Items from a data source
--

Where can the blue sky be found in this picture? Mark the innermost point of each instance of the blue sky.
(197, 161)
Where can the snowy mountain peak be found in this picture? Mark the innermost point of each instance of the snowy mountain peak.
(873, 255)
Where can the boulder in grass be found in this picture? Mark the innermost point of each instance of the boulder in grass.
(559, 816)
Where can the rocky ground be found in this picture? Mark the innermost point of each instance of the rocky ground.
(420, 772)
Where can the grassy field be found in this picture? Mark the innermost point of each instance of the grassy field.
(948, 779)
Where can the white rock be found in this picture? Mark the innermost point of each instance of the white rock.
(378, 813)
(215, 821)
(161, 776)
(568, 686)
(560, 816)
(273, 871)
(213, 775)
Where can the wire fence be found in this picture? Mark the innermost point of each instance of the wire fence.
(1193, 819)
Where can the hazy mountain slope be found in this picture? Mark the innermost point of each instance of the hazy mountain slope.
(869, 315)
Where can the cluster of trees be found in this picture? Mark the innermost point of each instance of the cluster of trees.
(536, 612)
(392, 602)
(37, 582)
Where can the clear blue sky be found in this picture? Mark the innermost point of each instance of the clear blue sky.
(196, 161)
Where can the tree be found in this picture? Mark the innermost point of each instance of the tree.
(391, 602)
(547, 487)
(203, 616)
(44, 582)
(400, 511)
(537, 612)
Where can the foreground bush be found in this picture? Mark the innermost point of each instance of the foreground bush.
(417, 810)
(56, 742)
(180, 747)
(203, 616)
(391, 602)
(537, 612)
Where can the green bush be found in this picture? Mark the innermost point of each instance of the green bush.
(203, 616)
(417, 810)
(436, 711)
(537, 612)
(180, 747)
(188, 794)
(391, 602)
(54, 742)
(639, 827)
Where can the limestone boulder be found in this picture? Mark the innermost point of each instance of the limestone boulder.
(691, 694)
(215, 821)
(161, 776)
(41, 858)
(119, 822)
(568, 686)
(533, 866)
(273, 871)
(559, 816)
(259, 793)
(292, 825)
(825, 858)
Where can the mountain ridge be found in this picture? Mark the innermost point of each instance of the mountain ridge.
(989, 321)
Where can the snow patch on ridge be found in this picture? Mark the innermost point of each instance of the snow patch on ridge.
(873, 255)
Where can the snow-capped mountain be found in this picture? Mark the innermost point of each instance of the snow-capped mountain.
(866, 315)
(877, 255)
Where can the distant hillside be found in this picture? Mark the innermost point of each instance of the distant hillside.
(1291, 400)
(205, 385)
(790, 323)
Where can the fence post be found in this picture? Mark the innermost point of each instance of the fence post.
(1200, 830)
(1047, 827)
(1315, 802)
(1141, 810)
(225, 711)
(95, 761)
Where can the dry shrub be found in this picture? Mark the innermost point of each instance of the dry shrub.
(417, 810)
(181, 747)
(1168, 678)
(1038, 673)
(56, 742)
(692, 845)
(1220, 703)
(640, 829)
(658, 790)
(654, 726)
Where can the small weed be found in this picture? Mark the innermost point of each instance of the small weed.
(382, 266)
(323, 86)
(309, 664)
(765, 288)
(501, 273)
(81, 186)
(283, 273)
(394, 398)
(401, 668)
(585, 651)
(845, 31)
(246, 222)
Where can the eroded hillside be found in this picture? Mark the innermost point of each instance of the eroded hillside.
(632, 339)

--

WRITTEN PROBLEM
Each line of the listing should be echoed back exactly.

WRITTEN RESPONSE
Where can the blue sky be found in this picture? Mark the innermost point of each instance of the blue sky.
(197, 161)
Where can the snowy mountain peak be found in this picture? Mark the innermost point of each instance of the snowy mountain peak.
(873, 255)
Where can the boulder in grass be found in this picture? Mark the innermost point of each instance of the boulder in grass.
(559, 816)
Where can the rocky ground be found in this picture? Mark the innermost point of each instance of the rocky ground.
(420, 772)
Where can the grassy field be found in this picture? Mark the innermost point of each instance of the grassy field.
(948, 779)
Where can the white rock be found in this picture? Mark the innermost point of each instance of the white rock.
(378, 813)
(215, 821)
(161, 776)
(568, 686)
(560, 816)
(273, 871)
(213, 775)
Where can the wire fence be found in this picture? Mark the innermost point of each instance of the wire fence.
(1193, 819)
Where can the hazy mountain slope be found in this picture? Mark the innermost point of each instance of the hazy mountain slope.
(869, 315)
Where can the cluster of trees be found in this picture? Mark the innermost point of each instance of the cluster of trees.
(536, 612)
(392, 602)
(37, 582)
Where can the clear blue sky be found in this picture? Mark the innermost point of each instance of the clear blue sky.
(196, 161)
Where can the tree be found in this picture? Mark the innermost point of each instance of the tree.
(391, 602)
(547, 487)
(203, 616)
(44, 582)
(400, 511)
(537, 612)
Where can the foreground bush be found in this picture? Mark the innermost point of each instance of the foreground bush.
(417, 810)
(56, 742)
(180, 747)
(203, 616)
(391, 602)
(537, 612)
Where can the green bush be found in this picture? Mark the innermost point of each instance of the green bush.
(203, 616)
(417, 810)
(436, 711)
(537, 612)
(180, 747)
(188, 794)
(391, 602)
(54, 742)
(639, 827)
Where can the limestone boulder be found in this picture? Mark the innermost point of each instance of the limestone boulder.
(691, 694)
(215, 821)
(161, 776)
(41, 858)
(119, 822)
(568, 686)
(533, 866)
(273, 871)
(559, 816)
(259, 793)
(292, 825)
(825, 858)
Where can the mountain ridge be found in this picture? Mark the innermost point of each instance of the mountain ridge.
(989, 321)
Where can the snow patch on ridge be found in this picture? Mark the innermost point of each instance of the snow patch on ridge.
(873, 255)
Where can the snow-capped mountain be found in this picture? Mark the innermost point of each instance of the snow-capped mountain.
(866, 315)
(877, 255)
Where can the distant hillside be found in this picture? Mark the innermost point of each instance of the distant hillside.
(1291, 400)
(205, 385)
(790, 323)
Where can the fence post be found in this picture? Mark the innermost point of each instance of the fence post.
(1200, 830)
(1047, 827)
(1315, 802)
(1141, 810)
(225, 711)
(95, 761)
Where can the dry shrub be found in this picture? Mark the innermost point of each instance of the dry shrub.
(417, 810)
(181, 747)
(1168, 678)
(1038, 673)
(56, 742)
(692, 845)
(1220, 703)
(640, 829)
(658, 790)
(654, 726)
Where can the small weed be found in this picture? Mark the innermost point of each instance of the small weed.
(382, 266)
(323, 86)
(309, 664)
(765, 288)
(501, 273)
(81, 186)
(283, 273)
(394, 398)
(401, 668)
(585, 651)
(845, 31)
(246, 222)
Where can the eroded hillside be found in this picture? Mark the innermost point of each instance of the eroded hillside.
(632, 339)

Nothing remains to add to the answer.